▸ **Estratto della pagina**:
________________

Coloro che fanno finta, che si illudono, che solo all’apparenza sono virtuosi  sono contraddistinti da tre caratteristiche:

 

  • La mancanza di pentimento
  • La mancanza di giustizia
  • La mancanza di fede

 

29 Ed egli rispose: “Non ne ho voglia”; ma poi, pentitosi, vi andò.

La mancanza di pentimento è una delle differenze tra i due fratelli. Il secondo fratello non si pente mai di quello che sta facendo, non realizza che il suo modo di fare è giusto e bello solo all’apparenza, non è cosciente della propria colpevolezza di fronte al padre.

 

2 Poiché Giovanni è venuto a voi per la via della giustizia,

Il secondo problema del secondo fratello è la sua mancanza di giustizia. Questo fratello pensa di farla franca, dicendo di sì al padre senza avere il desiderio di veramente ubbidirgli. Pensa di essere giusto, ma è condannato dalle bugie che dice agli altri e a se stesso.

e voi non gli avete creduto; ma i pubblicani e le prostitute gli hanno creduto

Infine il terzo elemento che condanna il secondo fratello è la mancanza di fede, non avendo creduto che quello che il padre gli ordinava di fare fosse la cosa migliore per lui, non ha creduto all’autorità del padre ma pensava di potersi fare beffe di lui, di sapere lui come dover gestire la propria vita.

 

Come ho detto prima, non si tratta tanto di cose che facciamo, ma bensì di cose che siamo e crediamo. Un fariseo non era migliore di una prostituta solo perchè all’apparenza si comportava meglio e al tempo stesso una prostituta non era più giusta del fariseo solo perché i suoi peccati erano evidenti a tutti.

 

E allora come giudichiamo la nostra vita? Come si applica questa parabola alla nostra vita spirituale, alla nostra identità, al nostro desiderio di essere parte del regno di Dio?

 

Se vogliamo veramente esaminare la nostra vita dobbiamo ribaltare completamente le mancanze del secondo fratello e riconoscere che abbiamo

  • Bisogno di pentimento
  • Bisogno di giustizia
  • Bisogno di fede

 

Questo cambiamento di paradigma avviene attraverso il lavoro dello Spirito Santo nelle nostre vite, infatti è lo Spirito Santo che convince il mondo “quanto al peccato, alla giustizia e al giudizio.” (Giovanni 16:8).

________________

▸ **Compito 1**:
Secondo l'estratto, quali sono le tre caratteristiche che contraddistinguono chi è virtuoso solo all'apparenza?

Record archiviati
________________

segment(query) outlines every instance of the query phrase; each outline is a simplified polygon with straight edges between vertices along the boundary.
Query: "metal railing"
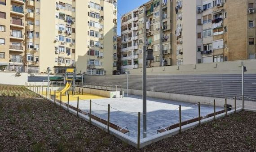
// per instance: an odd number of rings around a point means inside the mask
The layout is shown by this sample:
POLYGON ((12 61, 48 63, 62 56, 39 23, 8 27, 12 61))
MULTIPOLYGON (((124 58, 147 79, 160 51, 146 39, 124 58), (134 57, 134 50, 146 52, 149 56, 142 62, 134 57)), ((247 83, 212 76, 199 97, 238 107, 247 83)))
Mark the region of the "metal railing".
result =
POLYGON ((119 85, 101 84, 91 84, 90 83, 83 84, 82 82, 77 82, 75 83, 75 85, 77 87, 109 91, 121 91, 122 90, 122 86, 119 85))

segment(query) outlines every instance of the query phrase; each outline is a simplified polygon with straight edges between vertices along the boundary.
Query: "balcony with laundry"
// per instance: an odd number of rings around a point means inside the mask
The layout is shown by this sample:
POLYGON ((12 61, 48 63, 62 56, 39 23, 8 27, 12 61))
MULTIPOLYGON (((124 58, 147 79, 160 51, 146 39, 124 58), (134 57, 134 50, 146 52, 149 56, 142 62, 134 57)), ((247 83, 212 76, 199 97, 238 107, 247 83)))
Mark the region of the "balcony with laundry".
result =
POLYGON ((11 14, 24 17, 24 10, 22 6, 13 4, 11 7, 11 14))
POLYGON ((11 17, 10 21, 10 25, 11 27, 24 29, 24 23, 22 19, 19 18, 11 17))

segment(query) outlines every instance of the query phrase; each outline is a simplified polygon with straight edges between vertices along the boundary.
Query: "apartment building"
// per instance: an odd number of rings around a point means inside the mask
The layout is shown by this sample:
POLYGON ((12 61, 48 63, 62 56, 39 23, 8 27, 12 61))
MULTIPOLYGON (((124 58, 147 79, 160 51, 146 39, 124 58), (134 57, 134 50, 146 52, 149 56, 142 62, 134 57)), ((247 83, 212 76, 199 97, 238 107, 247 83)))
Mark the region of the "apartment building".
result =
POLYGON ((0 70, 117 70, 116 0, 0 0, 0 70))
POLYGON ((255 1, 179 0, 176 6, 177 65, 255 59, 255 1))
POLYGON ((154 60, 148 61, 148 67, 173 64, 173 4, 150 0, 122 17, 122 69, 142 68, 144 45, 153 51, 154 60))

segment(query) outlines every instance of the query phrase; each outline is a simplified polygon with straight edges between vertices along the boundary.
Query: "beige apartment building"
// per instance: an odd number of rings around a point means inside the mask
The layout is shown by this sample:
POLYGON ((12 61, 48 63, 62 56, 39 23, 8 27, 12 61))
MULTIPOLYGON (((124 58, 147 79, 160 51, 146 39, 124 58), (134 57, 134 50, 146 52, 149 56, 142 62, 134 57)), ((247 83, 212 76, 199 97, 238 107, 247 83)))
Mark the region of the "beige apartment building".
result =
POLYGON ((153 50, 154 60, 148 61, 148 67, 175 64, 175 6, 172 0, 152 0, 122 17, 122 69, 142 68, 144 45, 153 50))
POLYGON ((116 13, 115 0, 0 0, 0 70, 112 75, 116 13))
POLYGON ((255 59, 255 8, 253 0, 149 1, 122 17, 122 68, 141 67, 145 39, 148 67, 255 59))

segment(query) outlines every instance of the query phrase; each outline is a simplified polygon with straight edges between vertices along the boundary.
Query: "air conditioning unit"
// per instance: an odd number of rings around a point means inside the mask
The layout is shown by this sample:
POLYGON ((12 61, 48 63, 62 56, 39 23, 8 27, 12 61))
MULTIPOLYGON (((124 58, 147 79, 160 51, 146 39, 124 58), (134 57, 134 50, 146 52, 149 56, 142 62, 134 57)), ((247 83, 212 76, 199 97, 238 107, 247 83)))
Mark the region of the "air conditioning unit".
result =
POLYGON ((252 14, 253 13, 254 13, 255 12, 255 9, 249 9, 249 14, 252 14))

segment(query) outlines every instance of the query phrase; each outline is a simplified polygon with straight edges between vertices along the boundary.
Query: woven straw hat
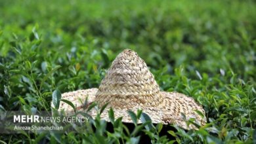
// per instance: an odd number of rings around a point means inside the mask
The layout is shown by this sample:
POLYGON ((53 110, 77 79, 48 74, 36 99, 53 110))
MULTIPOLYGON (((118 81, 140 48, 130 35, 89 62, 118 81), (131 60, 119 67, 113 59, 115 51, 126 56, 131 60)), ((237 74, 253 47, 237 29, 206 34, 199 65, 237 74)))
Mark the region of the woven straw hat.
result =
MULTIPOLYGON (((62 94, 62 99, 76 105, 77 111, 85 111, 83 108, 89 106, 84 105, 83 101, 87 98, 89 105, 95 101, 100 107, 108 103, 100 115, 108 121, 108 109, 112 107, 115 117, 123 117, 122 121, 125 122, 132 122, 127 111, 130 110, 136 113, 139 109, 150 117, 152 123, 171 123, 191 129, 195 127, 192 124, 188 126, 184 118, 194 118, 196 122, 203 125, 205 122, 205 118, 202 118, 194 111, 204 114, 201 105, 184 94, 160 91, 144 61, 135 52, 129 49, 124 50, 116 57, 98 88, 62 94)), ((60 102, 59 111, 64 110, 70 114, 74 113, 72 109, 67 103, 60 102)), ((95 117, 97 111, 93 109, 89 114, 95 117)))

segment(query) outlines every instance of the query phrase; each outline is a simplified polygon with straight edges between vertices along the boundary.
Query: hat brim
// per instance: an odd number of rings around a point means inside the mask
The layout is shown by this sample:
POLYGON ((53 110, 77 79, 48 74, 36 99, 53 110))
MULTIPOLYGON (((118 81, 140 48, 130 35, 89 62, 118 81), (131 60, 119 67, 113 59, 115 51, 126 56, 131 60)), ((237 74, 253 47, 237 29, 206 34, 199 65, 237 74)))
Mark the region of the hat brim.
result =
MULTIPOLYGON (((66 92, 62 94, 62 99, 72 102, 74 105, 76 105, 77 111, 84 111, 85 109, 88 107, 88 105, 95 101, 97 91, 98 88, 95 88, 66 92), (87 99, 87 105, 85 105, 85 101, 87 99)), ((161 107, 160 107, 161 109, 147 107, 142 109, 143 113, 148 114, 150 117, 152 123, 173 124, 184 129, 196 128, 193 124, 188 126, 186 122, 186 120, 193 118, 195 119, 196 123, 204 125, 205 122, 205 118, 202 118, 195 111, 197 110, 204 113, 204 110, 192 98, 177 92, 161 92, 160 94, 164 98, 164 101, 161 103, 161 107)), ((132 111, 136 113, 138 109, 140 109, 140 107, 133 107, 129 109, 113 108, 115 117, 123 117, 122 121, 123 122, 133 122, 127 111, 132 111)), ((109 108, 106 108, 100 115, 100 117, 106 121, 110 121, 108 118, 108 109, 109 108)), ((74 113, 73 108, 63 101, 60 101, 58 111, 64 111, 66 112, 68 115, 74 113)), ((97 113, 98 111, 95 109, 93 109, 89 111, 89 114, 93 118, 97 113)), ((141 123, 141 121, 139 120, 138 123, 141 123)))

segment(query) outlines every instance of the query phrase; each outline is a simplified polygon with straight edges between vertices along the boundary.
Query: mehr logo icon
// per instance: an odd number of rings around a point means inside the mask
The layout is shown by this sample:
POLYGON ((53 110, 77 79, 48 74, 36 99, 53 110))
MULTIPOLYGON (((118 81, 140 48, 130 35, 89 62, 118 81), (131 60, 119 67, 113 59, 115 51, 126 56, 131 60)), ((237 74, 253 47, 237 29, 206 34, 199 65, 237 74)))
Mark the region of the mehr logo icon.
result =
POLYGON ((13 122, 39 122, 39 115, 14 115, 13 122))

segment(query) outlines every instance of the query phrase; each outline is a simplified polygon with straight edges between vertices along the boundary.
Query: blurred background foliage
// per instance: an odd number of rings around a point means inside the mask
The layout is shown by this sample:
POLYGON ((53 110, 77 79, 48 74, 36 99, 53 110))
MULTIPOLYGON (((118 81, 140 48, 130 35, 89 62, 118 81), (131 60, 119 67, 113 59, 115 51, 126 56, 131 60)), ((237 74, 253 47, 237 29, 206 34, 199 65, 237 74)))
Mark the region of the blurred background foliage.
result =
POLYGON ((210 124, 196 134, 171 132, 177 142, 191 142, 190 135, 252 143, 255 6, 238 0, 0 1, 0 108, 51 110, 54 90, 98 86, 129 48, 162 90, 203 105, 210 124))

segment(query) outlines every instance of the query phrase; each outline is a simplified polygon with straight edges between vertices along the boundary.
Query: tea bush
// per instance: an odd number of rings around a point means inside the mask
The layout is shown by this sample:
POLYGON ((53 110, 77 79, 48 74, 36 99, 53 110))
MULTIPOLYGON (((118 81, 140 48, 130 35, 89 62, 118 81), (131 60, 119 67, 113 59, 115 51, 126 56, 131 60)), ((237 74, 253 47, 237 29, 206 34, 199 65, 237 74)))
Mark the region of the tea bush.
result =
POLYGON ((202 105, 207 123, 186 131, 146 120, 131 131, 120 118, 108 124, 97 118, 79 134, 3 134, 0 142, 137 143, 146 135, 152 143, 256 143, 255 6, 238 0, 1 1, 1 111, 51 111, 54 90, 98 87, 117 54, 129 48, 162 90, 202 105))

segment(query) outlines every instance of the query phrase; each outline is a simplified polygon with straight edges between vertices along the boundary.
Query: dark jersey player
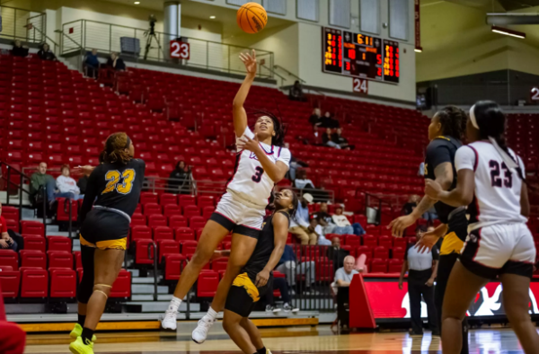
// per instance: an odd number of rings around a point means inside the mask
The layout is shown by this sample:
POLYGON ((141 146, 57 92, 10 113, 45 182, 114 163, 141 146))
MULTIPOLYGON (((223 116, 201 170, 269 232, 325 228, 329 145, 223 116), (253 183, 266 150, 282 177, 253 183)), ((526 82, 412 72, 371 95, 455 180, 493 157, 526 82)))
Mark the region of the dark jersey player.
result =
POLYGON ((262 226, 252 255, 234 279, 225 305, 223 328, 245 354, 271 354, 249 314, 261 297, 273 291, 272 270, 285 250, 290 215, 297 208, 297 197, 291 190, 283 190, 276 194, 275 208, 262 226))
MULTIPOLYGON (((447 106, 434 115, 429 126, 430 143, 427 146, 425 157, 425 179, 437 181, 445 190, 452 190, 456 187, 455 155, 463 145, 461 138, 465 130, 466 120, 466 113, 463 110, 447 106)), ((420 243, 422 246, 432 247, 439 238, 443 238, 434 296, 437 320, 441 325, 441 310, 447 279, 468 235, 465 208, 451 207, 425 196, 411 214, 392 221, 390 226, 393 235, 402 236, 403 231, 432 206, 442 224, 434 231, 424 234, 420 243)), ((464 336, 467 336, 466 329, 466 323, 463 323, 464 336)), ((463 341, 462 352, 468 352, 467 341, 463 341)))
POLYGON ((102 164, 88 178, 79 214, 84 275, 77 291, 78 321, 70 334, 76 339, 69 346, 74 354, 93 354, 93 332, 123 263, 146 168, 134 155, 126 133, 112 134, 101 155, 102 164))

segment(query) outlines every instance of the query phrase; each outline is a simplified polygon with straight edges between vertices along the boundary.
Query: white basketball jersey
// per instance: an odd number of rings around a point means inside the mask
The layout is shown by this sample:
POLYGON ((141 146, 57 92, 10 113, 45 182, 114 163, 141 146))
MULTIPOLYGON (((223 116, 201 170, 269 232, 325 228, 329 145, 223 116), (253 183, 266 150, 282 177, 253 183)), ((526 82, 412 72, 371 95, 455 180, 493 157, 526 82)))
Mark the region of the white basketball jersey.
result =
MULTIPOLYGON (((254 134, 249 127, 245 128, 242 137, 244 136, 250 138, 254 137, 254 134)), ((240 137, 236 137, 236 145, 240 137)), ((290 166, 290 150, 264 143, 260 143, 260 145, 274 164, 282 161, 287 166, 290 166)), ((226 183, 228 192, 255 207, 266 208, 274 185, 275 183, 264 172, 254 153, 249 150, 238 152, 234 175, 226 183)))
MULTIPOLYGON (((519 156, 509 149, 513 158, 525 174, 524 164, 519 156)), ((503 162, 496 148, 487 141, 476 141, 460 147, 455 155, 456 171, 463 169, 475 172, 475 190, 470 212, 472 231, 494 224, 526 223, 520 214, 520 191, 522 180, 512 173, 503 162)))

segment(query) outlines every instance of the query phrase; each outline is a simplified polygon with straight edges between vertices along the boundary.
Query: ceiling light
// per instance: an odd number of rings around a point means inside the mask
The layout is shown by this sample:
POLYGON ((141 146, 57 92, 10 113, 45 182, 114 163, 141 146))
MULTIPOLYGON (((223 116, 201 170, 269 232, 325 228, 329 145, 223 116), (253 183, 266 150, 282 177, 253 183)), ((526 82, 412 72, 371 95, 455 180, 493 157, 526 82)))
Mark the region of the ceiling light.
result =
POLYGON ((495 33, 505 34, 506 36, 517 37, 520 39, 526 38, 525 32, 519 32, 518 31, 513 31, 503 27, 492 26, 492 31, 495 33))

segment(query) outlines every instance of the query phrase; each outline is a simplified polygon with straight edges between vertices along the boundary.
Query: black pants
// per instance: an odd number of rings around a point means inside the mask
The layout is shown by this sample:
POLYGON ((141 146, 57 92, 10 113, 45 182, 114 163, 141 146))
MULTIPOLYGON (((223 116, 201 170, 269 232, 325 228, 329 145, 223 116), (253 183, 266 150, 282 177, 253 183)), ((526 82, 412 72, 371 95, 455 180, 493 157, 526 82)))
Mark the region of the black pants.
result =
MULTIPOLYGON (((451 270, 458 259, 458 253, 445 254, 440 256, 438 261, 437 277, 436 279, 436 289, 434 294, 436 308, 437 310, 437 318, 439 321, 439 328, 442 324, 442 305, 444 304, 444 295, 449 280, 451 270)), ((461 354, 468 354, 468 320, 464 317, 463 321, 463 349, 461 354)))
POLYGON ((431 270, 412 270, 408 273, 408 296, 410 299, 410 317, 411 318, 411 331, 413 334, 423 333, 423 321, 421 320, 421 296, 427 304, 429 315, 429 327, 433 333, 438 334, 438 321, 434 305, 434 288, 425 283, 432 274, 431 270))

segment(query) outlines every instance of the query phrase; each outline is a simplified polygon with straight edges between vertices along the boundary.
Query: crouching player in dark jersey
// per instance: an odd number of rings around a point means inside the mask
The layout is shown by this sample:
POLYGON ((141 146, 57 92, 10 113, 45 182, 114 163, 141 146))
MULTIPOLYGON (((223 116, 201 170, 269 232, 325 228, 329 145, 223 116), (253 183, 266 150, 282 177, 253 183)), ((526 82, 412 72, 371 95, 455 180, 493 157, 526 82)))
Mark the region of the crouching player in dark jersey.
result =
POLYGON ((78 322, 70 334, 76 339, 69 346, 74 354, 93 354, 93 332, 121 269, 146 168, 134 155, 126 133, 112 134, 102 152, 102 164, 88 179, 79 213, 84 275, 77 289, 78 322))
POLYGON ((296 208, 297 197, 292 190, 276 194, 275 211, 265 220, 252 255, 228 291, 223 327, 245 354, 271 354, 248 317, 255 303, 268 291, 273 291, 272 270, 285 250, 290 215, 296 208))

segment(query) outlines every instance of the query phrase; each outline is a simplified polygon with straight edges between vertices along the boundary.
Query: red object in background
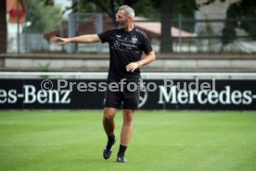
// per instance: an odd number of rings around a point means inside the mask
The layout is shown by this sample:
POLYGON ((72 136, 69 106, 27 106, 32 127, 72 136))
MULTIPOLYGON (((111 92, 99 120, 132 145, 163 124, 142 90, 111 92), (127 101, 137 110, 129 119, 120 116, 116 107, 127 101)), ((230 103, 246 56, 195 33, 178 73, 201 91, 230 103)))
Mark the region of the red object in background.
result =
POLYGON ((25 7, 22 0, 7 0, 6 1, 6 12, 9 13, 8 21, 11 23, 24 23, 25 21, 25 7), (19 5, 19 12, 17 10, 17 3, 19 5), (19 18, 18 19, 18 18, 19 18))

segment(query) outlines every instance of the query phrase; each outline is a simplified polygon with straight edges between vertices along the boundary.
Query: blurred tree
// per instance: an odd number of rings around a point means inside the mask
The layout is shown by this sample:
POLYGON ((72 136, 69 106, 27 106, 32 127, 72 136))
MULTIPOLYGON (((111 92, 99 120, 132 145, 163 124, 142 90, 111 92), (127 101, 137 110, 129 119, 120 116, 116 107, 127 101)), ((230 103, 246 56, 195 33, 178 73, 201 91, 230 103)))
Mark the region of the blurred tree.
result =
MULTIPOLYGON (((52 0, 41 0, 45 5, 51 5, 52 0)), ((110 16, 115 23, 115 15, 118 7, 122 5, 128 5, 134 8, 136 16, 148 18, 159 18, 161 21, 160 51, 173 52, 173 42, 171 27, 177 26, 173 23, 172 18, 177 18, 179 14, 185 18, 194 18, 194 11, 198 7, 196 1, 187 0, 76 0, 76 3, 68 7, 75 12, 104 12, 110 16)), ((185 24, 183 28, 193 31, 193 24, 185 24)))
POLYGON ((47 32, 59 29, 62 19, 61 9, 54 6, 53 2, 41 0, 27 0, 27 21, 29 32, 47 32), (51 5, 51 6, 45 6, 51 5))
MULTIPOLYGON (((210 5, 216 0, 209 0, 204 5, 210 5)), ((220 0, 224 2, 225 0, 220 0)), ((256 3, 251 0, 239 0, 231 4, 226 11, 226 19, 223 29, 223 44, 232 43, 237 39, 236 29, 246 31, 256 40, 256 3)))
MULTIPOLYGON (((0 54, 6 53, 7 29, 6 29, 6 1, 0 1, 0 54)), ((1 63, 1 62, 0 62, 1 63)))
MULTIPOLYGON (((160 39, 160 52, 173 52, 173 39, 171 28, 172 26, 178 26, 178 22, 173 22, 173 18, 178 18, 178 15, 185 18, 194 18, 195 10, 198 9, 196 1, 186 0, 161 0, 160 1, 160 21, 161 21, 161 39, 160 39)), ((183 30, 192 31, 194 24, 187 23, 183 26, 183 30)))

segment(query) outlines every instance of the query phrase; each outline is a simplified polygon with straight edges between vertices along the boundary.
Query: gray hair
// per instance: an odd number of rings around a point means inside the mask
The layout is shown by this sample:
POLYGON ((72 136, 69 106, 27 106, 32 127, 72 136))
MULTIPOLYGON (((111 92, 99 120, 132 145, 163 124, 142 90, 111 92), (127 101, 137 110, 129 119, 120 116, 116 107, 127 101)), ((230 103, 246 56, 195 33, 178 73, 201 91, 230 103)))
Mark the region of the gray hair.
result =
POLYGON ((119 10, 122 10, 124 9, 127 13, 128 16, 130 16, 132 18, 132 19, 134 19, 135 17, 135 12, 134 9, 133 9, 131 6, 124 5, 119 7, 119 10))

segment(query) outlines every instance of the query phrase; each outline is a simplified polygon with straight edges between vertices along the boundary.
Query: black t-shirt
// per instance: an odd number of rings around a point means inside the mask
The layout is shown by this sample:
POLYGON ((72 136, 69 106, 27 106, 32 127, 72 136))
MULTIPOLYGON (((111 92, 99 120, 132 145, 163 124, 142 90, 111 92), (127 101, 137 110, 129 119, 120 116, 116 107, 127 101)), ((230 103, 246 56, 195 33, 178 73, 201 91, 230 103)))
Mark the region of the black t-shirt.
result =
POLYGON ((122 79, 134 80, 140 77, 140 70, 127 72, 125 67, 131 62, 141 59, 142 52, 148 54, 152 47, 147 35, 137 28, 131 31, 114 28, 97 34, 102 43, 109 44, 109 79, 119 81, 122 79))

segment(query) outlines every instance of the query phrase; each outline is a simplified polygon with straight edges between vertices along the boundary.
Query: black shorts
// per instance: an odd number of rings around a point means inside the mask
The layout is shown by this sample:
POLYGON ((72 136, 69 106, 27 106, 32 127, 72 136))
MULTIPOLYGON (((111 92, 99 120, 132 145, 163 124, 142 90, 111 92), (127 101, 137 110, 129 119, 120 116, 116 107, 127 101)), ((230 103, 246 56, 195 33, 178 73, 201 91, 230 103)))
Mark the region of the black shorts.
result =
POLYGON ((139 86, 138 81, 127 83, 122 88, 109 89, 105 94, 104 107, 120 108, 122 105, 123 109, 137 109, 139 103, 139 86), (129 84, 129 85, 128 85, 129 84))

________________

▸ **Compito 2**:
Ripeti fedelmente le righe dell'elenco a partire dall'inizio fino alla riga con "POLYGON ((119 85, 101", inclusa. Ometti le immagini.

▸ **Risposta 1**:
La mancanza di pentimento, la mancanza di giustizia e la mancanza di fede.

▸ **Risposta 2**:
segment(query) outlines every instance of the query phrase; each outline is a simplified polygon with straight edges between vertices along the boundary.
Query: "metal railing"
// per instance: an odd number of rings around a point means inside the mask
The layout is shown by this sample:
POLYGON ((12 61, 48 63, 62 56, 39 23, 8 27, 12 61))
MULTIPOLYGON (((124 58, 147 79, 160 51, 146 39, 124 58), (134 57, 134 50, 146 52, 149 56, 142 62, 134 57)), ((247 83, 212 76, 199 97, 238 107, 247 83)))
Mark the region of the "metal railing".
result =
POLYGON ((119 85, 101 84, 91 84, 90 83, 83 84, 82 82, 77 82, 75 83, 75 85, 77 87, 109 91, 121 91, 122 90, 122 86, 119 85))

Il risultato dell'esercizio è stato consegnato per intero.